Beginning with the line containing "Would you mind indicating the standing" and ending with the last line of the records, set down every line exactly.

EXTRACTED DATA
#####
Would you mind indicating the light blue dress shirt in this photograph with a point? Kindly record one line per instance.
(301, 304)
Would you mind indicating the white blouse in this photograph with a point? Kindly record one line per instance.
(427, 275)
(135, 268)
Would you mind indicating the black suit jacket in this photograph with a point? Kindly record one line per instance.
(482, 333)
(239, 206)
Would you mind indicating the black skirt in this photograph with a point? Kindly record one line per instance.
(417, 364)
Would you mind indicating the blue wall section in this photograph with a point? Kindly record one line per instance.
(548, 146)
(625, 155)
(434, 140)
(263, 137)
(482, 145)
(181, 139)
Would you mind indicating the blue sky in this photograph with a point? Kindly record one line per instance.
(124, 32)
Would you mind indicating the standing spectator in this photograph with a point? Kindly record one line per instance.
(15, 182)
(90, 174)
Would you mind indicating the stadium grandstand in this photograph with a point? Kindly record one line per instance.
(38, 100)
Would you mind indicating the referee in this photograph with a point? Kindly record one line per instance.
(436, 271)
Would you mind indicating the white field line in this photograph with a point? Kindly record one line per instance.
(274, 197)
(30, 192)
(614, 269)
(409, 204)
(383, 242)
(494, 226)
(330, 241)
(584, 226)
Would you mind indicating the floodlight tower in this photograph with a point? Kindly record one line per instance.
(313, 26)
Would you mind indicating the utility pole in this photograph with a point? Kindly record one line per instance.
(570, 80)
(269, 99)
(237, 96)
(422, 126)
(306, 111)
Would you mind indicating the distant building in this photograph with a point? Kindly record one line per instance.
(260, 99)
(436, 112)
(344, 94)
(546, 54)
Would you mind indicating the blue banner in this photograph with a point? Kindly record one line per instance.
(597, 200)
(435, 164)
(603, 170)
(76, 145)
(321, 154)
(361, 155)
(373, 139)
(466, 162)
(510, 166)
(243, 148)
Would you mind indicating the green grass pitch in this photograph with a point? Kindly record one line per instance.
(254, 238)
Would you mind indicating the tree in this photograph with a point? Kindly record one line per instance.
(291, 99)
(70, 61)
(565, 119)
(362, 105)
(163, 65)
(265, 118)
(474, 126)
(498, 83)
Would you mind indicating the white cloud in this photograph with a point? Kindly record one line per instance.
#####
RESPONSE
Would you mind indicating the standing spectator in this photograph with a point? Kindly record one line per instance.
(15, 182)
(90, 174)
Would you mind indicating the stadium grandstand in this photograph with a point? Kindly record one line per instance.
(38, 100)
Would you mind indicating the referee in this photograph with a point? Kindly record one line per instance.
(436, 271)
Would you mind indicating the white field line in this photograph with a point? Kindly record one line per instance.
(274, 197)
(30, 192)
(614, 269)
(409, 204)
(383, 242)
(494, 226)
(330, 241)
(584, 226)
Would you mind indicating the floodlight tower in this photograph with a point? Kindly record one line per instance.
(313, 26)
Would you mind indicating the utility pole in this photograph with a point? Kindly record one line per instance.
(570, 80)
(269, 99)
(237, 96)
(422, 126)
(306, 111)
Would you mind indicating the distant building in this photograph with a point? Kindly record one line per instance.
(260, 99)
(436, 112)
(344, 94)
(546, 54)
Would you mind indicating the blue banner in this photograph with a point? Kindly record one line per instance.
(597, 200)
(435, 164)
(603, 170)
(76, 145)
(321, 154)
(361, 155)
(373, 139)
(466, 162)
(510, 166)
(243, 148)
Would you mind indicating the green grass pitch in this photograph with a point? Kindly record one line per instance.
(254, 238)
Would you mind indicating the tree in this photograph with a point? Kindly record one line per instance.
(291, 99)
(70, 61)
(565, 119)
(362, 105)
(163, 65)
(265, 118)
(474, 126)
(498, 83)
Would you mind indicating the white cloud in this photograph with a point? Kindly record one line per instance.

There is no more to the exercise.